■ Document extract:
━━━━━━━━━━

3. Properties of MXene

The optical features of 2D materials are of great significance in the fast-growing fields of optoelectronics. The SP2 hybridization of graphene with the honeycomb lattice shape and the extra electron of the Pz orbital leads to linear energy-momentum and increases bonding and antibonding in π-bands in graphene. As a result, they behave as massless Dirac fermions, which leads to a variety of interesting optical and transport phenomena.Dirac electrons have a linearly dispersive nature, which allows them to interact with photon energies over a broad range, thus making them an extremely useful material for a variety of optical and optoelectronics applications.In addition, the layer-based band gap is black phosphorus ranging from 0.3 eV in bulk to 1.5 eV  in monolayer structure, making it an outstanding 2D material for application in IR optics,and optoelectronics.

━━━━━━━━━━

■ Excerpted records:

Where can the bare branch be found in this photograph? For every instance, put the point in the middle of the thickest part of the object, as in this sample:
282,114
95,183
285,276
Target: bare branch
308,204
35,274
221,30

━━━━━━━━━━

■ Assignment: Please answer from the MXene properties section: how do graphene's electrons behave as a result of its SP2 hybridization and the extra Pz electron?

■ Task output: They behave as massless Dirac fermions.